▶ **Ejercicio**
Por favor, reúne todas las líneas de las entradas que contengan la palabra "headlight" y cópialas sin cambios.

---- Entradas listadas

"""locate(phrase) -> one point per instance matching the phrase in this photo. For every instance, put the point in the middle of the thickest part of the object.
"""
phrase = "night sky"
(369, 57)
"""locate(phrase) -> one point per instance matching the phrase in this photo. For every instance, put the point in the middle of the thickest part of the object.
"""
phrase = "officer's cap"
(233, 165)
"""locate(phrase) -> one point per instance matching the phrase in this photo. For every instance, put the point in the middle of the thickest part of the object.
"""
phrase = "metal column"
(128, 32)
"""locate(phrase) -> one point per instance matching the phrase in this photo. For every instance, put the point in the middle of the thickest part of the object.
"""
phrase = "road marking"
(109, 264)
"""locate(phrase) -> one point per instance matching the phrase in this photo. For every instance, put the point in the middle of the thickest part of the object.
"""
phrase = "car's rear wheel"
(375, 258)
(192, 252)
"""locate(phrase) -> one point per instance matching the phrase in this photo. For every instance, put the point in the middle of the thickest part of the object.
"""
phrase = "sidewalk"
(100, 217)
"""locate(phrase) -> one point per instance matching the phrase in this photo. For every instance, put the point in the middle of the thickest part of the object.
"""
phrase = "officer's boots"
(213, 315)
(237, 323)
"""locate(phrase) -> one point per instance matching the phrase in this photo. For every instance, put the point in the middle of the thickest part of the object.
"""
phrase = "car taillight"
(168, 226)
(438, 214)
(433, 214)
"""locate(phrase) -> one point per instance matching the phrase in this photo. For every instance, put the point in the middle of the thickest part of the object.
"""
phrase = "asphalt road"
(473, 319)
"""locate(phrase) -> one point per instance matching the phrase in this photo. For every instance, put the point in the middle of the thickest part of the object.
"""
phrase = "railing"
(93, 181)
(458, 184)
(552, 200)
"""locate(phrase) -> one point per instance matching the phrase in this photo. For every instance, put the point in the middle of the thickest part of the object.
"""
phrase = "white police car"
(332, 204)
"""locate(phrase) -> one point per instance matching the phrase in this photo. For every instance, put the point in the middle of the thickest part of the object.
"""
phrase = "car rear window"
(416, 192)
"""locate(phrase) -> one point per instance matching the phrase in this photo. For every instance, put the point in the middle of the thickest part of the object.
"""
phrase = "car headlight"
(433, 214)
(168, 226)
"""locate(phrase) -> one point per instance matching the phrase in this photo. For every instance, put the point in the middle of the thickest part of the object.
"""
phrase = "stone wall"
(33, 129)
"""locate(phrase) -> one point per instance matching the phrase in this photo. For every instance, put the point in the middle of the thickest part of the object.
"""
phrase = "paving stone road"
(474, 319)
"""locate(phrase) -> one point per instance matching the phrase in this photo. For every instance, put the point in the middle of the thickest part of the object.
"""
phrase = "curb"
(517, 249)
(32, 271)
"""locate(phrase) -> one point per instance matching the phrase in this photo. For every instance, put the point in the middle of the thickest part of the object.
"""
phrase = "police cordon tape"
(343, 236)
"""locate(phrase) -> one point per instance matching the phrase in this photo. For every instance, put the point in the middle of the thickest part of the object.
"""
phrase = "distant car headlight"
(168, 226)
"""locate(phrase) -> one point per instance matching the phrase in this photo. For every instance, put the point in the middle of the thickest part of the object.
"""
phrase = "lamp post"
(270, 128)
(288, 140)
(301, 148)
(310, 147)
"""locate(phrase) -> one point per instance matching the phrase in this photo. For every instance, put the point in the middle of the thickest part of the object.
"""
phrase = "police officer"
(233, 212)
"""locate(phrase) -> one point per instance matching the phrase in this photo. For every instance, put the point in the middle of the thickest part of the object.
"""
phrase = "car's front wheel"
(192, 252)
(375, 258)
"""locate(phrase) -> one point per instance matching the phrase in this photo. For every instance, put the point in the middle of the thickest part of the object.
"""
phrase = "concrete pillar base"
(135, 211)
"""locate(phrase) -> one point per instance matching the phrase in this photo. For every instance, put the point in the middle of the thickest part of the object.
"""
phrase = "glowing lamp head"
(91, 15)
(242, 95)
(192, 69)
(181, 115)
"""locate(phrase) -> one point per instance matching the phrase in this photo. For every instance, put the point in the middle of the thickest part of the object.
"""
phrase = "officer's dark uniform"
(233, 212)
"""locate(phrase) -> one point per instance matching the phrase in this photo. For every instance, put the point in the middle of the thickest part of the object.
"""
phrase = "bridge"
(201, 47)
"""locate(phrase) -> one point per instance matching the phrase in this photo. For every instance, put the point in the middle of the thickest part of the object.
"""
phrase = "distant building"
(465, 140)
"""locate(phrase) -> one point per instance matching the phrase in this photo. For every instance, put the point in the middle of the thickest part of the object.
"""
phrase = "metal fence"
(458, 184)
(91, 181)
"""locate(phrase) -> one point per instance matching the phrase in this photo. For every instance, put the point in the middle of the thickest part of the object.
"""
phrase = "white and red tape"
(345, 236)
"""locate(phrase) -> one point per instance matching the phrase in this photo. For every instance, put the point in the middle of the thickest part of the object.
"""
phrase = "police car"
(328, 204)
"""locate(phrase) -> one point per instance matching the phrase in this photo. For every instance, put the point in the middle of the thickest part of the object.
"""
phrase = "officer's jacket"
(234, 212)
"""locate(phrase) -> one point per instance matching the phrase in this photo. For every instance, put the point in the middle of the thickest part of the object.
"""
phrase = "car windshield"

--------

▶ **Respuesta final**
phrase = "car headlight"
phrase = "distant car headlight"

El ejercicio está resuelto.